Exercise
Return every one of the lines below verbatim, leaving the pictures out of your answer.

※

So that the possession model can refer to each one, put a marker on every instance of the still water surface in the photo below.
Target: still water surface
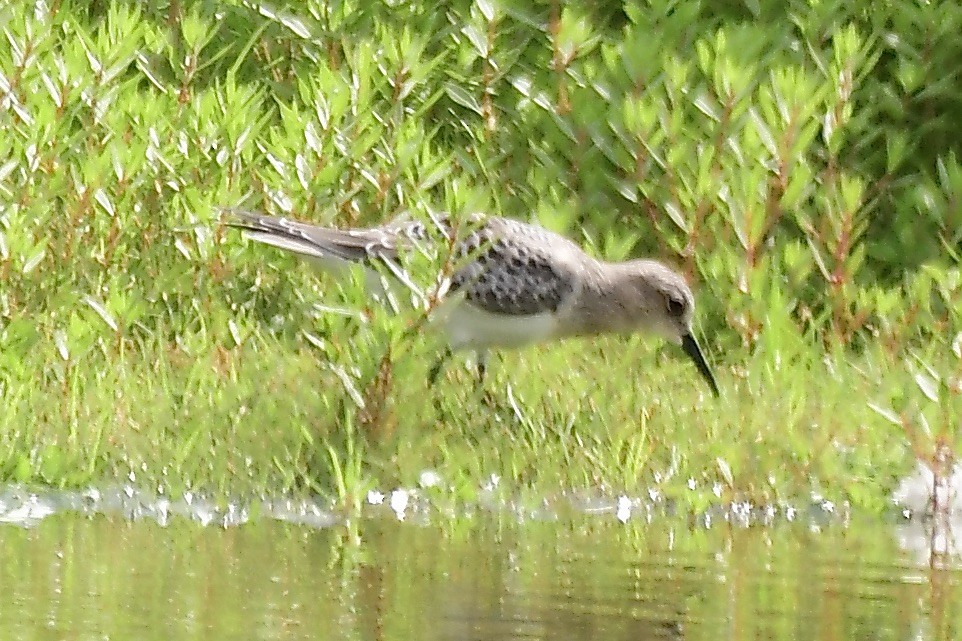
(75, 577)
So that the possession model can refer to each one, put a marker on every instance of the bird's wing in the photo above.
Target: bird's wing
(515, 269)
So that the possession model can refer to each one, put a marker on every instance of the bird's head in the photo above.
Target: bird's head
(669, 307)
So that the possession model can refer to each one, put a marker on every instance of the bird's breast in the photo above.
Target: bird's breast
(468, 326)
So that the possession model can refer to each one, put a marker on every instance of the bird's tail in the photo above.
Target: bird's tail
(352, 245)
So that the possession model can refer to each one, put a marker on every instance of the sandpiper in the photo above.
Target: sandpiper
(512, 284)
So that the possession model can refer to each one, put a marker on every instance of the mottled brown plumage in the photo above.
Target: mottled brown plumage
(521, 283)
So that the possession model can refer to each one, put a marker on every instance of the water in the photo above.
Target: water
(484, 577)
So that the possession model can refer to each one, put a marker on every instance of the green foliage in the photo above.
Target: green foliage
(798, 160)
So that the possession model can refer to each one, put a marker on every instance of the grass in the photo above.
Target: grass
(142, 340)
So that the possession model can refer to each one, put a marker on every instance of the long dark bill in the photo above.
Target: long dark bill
(690, 345)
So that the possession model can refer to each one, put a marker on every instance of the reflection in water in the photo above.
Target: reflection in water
(74, 577)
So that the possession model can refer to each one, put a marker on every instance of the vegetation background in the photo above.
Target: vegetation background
(797, 159)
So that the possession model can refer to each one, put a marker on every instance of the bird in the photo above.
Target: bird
(513, 283)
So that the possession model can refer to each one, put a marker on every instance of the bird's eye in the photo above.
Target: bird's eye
(676, 306)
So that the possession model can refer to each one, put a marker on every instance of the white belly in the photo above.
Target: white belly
(466, 326)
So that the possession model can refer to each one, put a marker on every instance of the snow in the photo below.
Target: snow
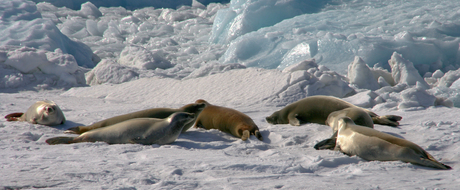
(99, 60)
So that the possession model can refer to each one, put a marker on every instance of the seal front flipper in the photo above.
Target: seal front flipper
(293, 120)
(326, 144)
(390, 120)
(258, 135)
(13, 116)
(245, 135)
(60, 140)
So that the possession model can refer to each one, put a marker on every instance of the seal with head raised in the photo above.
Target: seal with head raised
(371, 144)
(144, 131)
(227, 120)
(358, 115)
(316, 109)
(44, 112)
(148, 113)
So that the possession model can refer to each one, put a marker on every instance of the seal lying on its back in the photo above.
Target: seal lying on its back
(149, 113)
(44, 112)
(371, 144)
(144, 131)
(316, 109)
(358, 115)
(227, 120)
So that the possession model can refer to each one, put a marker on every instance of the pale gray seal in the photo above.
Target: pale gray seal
(358, 115)
(160, 113)
(316, 109)
(370, 144)
(227, 120)
(144, 131)
(44, 112)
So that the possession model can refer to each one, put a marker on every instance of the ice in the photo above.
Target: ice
(22, 25)
(403, 71)
(361, 75)
(336, 35)
(26, 66)
(142, 58)
(150, 57)
(245, 16)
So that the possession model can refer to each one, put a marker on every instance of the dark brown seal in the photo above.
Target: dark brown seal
(227, 120)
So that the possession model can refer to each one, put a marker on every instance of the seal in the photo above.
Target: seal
(359, 117)
(144, 131)
(148, 113)
(370, 144)
(227, 120)
(44, 112)
(316, 109)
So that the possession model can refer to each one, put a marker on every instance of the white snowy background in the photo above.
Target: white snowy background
(106, 58)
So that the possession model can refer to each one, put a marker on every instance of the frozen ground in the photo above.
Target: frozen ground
(397, 58)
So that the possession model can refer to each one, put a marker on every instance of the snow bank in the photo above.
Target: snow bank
(236, 87)
(250, 15)
(40, 69)
(424, 34)
(23, 25)
(130, 5)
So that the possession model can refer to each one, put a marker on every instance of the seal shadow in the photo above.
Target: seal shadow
(68, 124)
(394, 134)
(205, 137)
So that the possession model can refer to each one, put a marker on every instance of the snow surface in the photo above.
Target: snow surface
(96, 62)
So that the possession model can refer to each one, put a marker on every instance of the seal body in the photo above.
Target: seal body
(316, 109)
(371, 144)
(227, 120)
(358, 115)
(144, 131)
(44, 112)
(148, 113)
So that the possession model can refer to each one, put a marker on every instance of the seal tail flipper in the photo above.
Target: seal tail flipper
(390, 120)
(60, 140)
(429, 161)
(13, 116)
(245, 135)
(326, 144)
(258, 135)
(432, 163)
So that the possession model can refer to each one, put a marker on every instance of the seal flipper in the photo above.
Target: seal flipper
(293, 120)
(390, 120)
(60, 140)
(245, 135)
(326, 144)
(13, 116)
(74, 130)
(258, 135)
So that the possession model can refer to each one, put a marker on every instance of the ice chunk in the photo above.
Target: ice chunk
(303, 65)
(29, 66)
(361, 75)
(26, 59)
(22, 25)
(403, 71)
(89, 10)
(142, 58)
(438, 74)
(450, 78)
(245, 16)
(416, 97)
(108, 71)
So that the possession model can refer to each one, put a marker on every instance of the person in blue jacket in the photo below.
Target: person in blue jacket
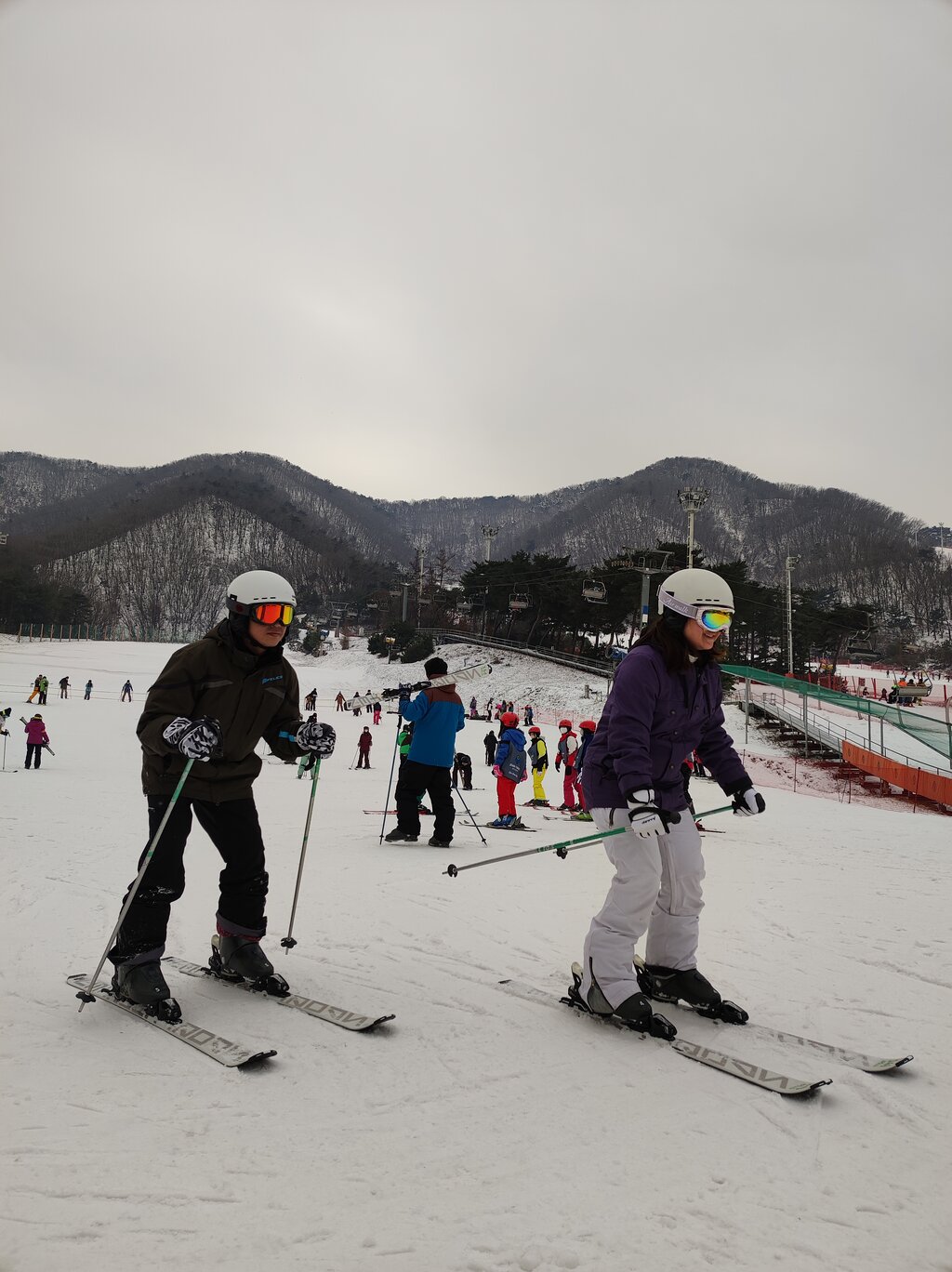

※

Answer for the task
So that the possession model can refer to each one, put a marker on every instance of the still water surface in the photo below.
Target: still water surface
(75, 577)
So that the possession model can refer to each one, put a marker on every instance of the bird's wing in the photo above.
Target: bird's wing
(515, 269)
So that the possession model can refer to each one, put a marker on every instance of the bird's head in the photo above.
Target: bird's head
(669, 307)
So that the possession model can refer to each one, put a marker on every instance of the bird's breast in the photo above.
Target: bird's breast
(468, 326)
So that the possession model can refer to each one, put a marker on every instance of the bird's tail in the photo above.
Target: bird's tail
(352, 245)
So that the possession model can refer to each one, put a marker on every instance of the sandpiper in the photo above.
Target: sandpiper
(512, 284)
So that the possession model can refer to each one, put a marker on every instance of the mottled brown plumage in the photo above.
Target: mottled brown plumage
(521, 283)
So that the possession model can refer to each one, put a marker on every instance of the water in the photo above.
Target: water
(484, 577)
So that the possession model can refer to each one, put a marker on every instance of the green foliage in the photo above.
Target: green foliage
(798, 160)
So that the possession model can refer to each one, put a marker on every instance of the grass in the photo above.
Target: grass
(142, 340)
So that the possession model can refer to each one, put a marker on every instance of the long dark bill in the photo above.
Target: long dark bill
(690, 345)
So that the possession model can refer to each one, put a marker on every instance of the reflection in water in the photo above.
Target: reflection in water
(74, 577)
So that the possession model can refer to each one, put a marker on every instance of the vegetation background in the photo above.
Target: vegetation background
(797, 159)
So that the possession model can refer to each one, put a marker on every instance of the bird in the photo above.
Target: bird
(513, 283)
So that the possession model can refer to each one, put a marker on every instance of the bird's eye in the photo above.
Target: bird's eye
(676, 306)
So that the possession model can refer to each one, put a marker on every instance of the white belly in the photo above.
Target: white belly
(466, 326)
So that the possession model can refer to each one, put a marker on every instance of the snow in the photo below.
Target: snow
(99, 60)
So that the possession model can refer to each one, put a marker on every instance of the seal front flipper in the photo above.
Target: seal front flipper
(293, 120)
(326, 144)
(390, 120)
(258, 135)
(13, 116)
(245, 135)
(60, 140)
So that the possession model can refer to each one, put a marker on every instance of the seal with head raised in the photo above.
Target: seal with head raised
(371, 144)
(144, 131)
(227, 120)
(358, 115)
(316, 109)
(44, 112)
(148, 113)
So that the possession model can refer to each one, put a marker on every instance of the seal lying on its back in the photo above.
Target: seal lying on its back
(149, 113)
(44, 112)
(371, 144)
(144, 131)
(316, 109)
(358, 115)
(227, 120)
So that the possession model can refer to each one, put a marker on every instance of the pale gray seal in the photo above.
Target: pale gray seal
(358, 115)
(160, 113)
(316, 109)
(370, 144)
(227, 120)
(144, 131)
(44, 112)
So that the possession model can refer to each one, put a marker on every instance of the ice in the photo above.
Target: ice
(22, 25)
(403, 71)
(361, 75)
(336, 35)
(26, 66)
(142, 58)
(150, 57)
(245, 16)
So that the possession model can refer to each one, put a marker on every instance of the dark brown seal in the photo above.
Target: dark brown seal
(227, 120)
So that the possession model can refer to each one, put a marker on every instance of the seal in the photo above.
Target: seal
(359, 117)
(144, 131)
(148, 113)
(370, 144)
(227, 120)
(44, 112)
(316, 109)
So that the possession model can refer to each one, put a marker on every instance of the white snowy background in the photo above.
Target: white snowy background
(106, 58)
So that the possession model can refer to each one, put a marker on every instance of the frozen ground in the photo above.
Target: frozen ground
(397, 58)
So that the possession model can refer to each one, put a marker on every instance of the snow bank in the photo above.
Target: snow bank
(236, 87)
(250, 15)
(40, 69)
(424, 34)
(23, 25)
(130, 5)
So that the possession model can refer to each one, put a marker on every instance of the seal shadow in the photo above.
Target: seal shadow
(68, 124)
(394, 134)
(205, 137)
So that the possession model can refer to each one, put a marker on every instance of the snow surface in the photo above.
Target: snow surface
(96, 62)
So that the possession model can refer to each one, put a marker on every instance of the seal body in the photo above.
Target: seal body
(316, 109)
(371, 144)
(227, 120)
(358, 115)
(144, 131)
(44, 112)
(148, 113)
So that the possession model can refer to each one, put a marker on every instance of the seal tail flipper in the photo above.
Target: seal tail flipper
(390, 120)
(60, 140)
(429, 161)
(13, 116)
(245, 135)
(326, 144)
(258, 135)
(432, 163)
So that the possession model can refer to each one, put a marker on every instance of the seal flipper in the photo above.
Target: seal flipper
(293, 120)
(390, 120)
(60, 140)
(245, 135)
(326, 144)
(13, 116)
(74, 130)
(258, 135)
So that the possession model can refer to each one, put a marker on every instance of the ice chunk in the photo above.
Target: ice chunk
(303, 65)
(29, 66)
(361, 75)
(26, 59)
(22, 25)
(403, 71)
(89, 10)
(142, 58)
(438, 74)
(450, 78)
(245, 16)
(416, 97)
(108, 71)
So that the possession model can refer to each one, put a marker on every instance of the person in blue jacket in the photo below.
Target: person in blue jacket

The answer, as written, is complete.